*Task input*
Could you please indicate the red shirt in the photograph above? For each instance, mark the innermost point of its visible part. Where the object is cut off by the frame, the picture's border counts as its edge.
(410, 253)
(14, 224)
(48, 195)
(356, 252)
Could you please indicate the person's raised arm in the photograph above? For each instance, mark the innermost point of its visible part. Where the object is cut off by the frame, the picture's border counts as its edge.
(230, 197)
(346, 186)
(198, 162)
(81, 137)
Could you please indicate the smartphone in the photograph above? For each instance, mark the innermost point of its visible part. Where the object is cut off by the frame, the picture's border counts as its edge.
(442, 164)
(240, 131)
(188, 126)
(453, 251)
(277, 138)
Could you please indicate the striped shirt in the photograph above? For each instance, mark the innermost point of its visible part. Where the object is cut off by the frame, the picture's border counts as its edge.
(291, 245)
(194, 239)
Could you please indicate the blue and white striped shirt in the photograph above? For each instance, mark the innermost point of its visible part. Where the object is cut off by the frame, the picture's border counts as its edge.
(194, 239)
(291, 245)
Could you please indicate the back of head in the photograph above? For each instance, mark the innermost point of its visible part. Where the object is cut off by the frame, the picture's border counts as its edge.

*Task details*
Set out the complete listing exactly as shown.

*Finished exercise*
Could you please indicate the red shirt in the photograph above? For each instance, mark the innermost point of its visible part. Where the object is cut off by the frame, the picture's border counts as its edge.
(410, 253)
(14, 224)
(48, 195)
(356, 252)
Could you please indicate the person's raised arm in the photograph above? For each instance, mark the innermost point of its visible part. Where the object is cut off by the frame, the picture's border counts as its edge.
(230, 197)
(346, 186)
(198, 162)
(81, 137)
Could you please indicate the smartphone in the photograph above? For each instance, mark the innermost point of its visible part. Where the object is cut off by the frame, the picture's border counts as its edge.
(442, 164)
(240, 131)
(188, 126)
(453, 251)
(277, 138)
Could you please indicate the striped shirt in the photograph above? For each instance, mark the innermost point of its visible part. Where the object is cut off by the frame, the picture's border counts as its edge.
(291, 245)
(194, 239)
Could you please indicate the blue and white striped shirt in the photograph above? For each instance, mark the innermost point of its visible part. Where the object is cut off by the frame, the picture's border counts as its edge.
(194, 239)
(291, 245)
Could you please indicate the back of head in the photograph above? For each instance, mark the innermost point of its visible part. Where the object is cut off by the frame, the picture's border counts as its edge.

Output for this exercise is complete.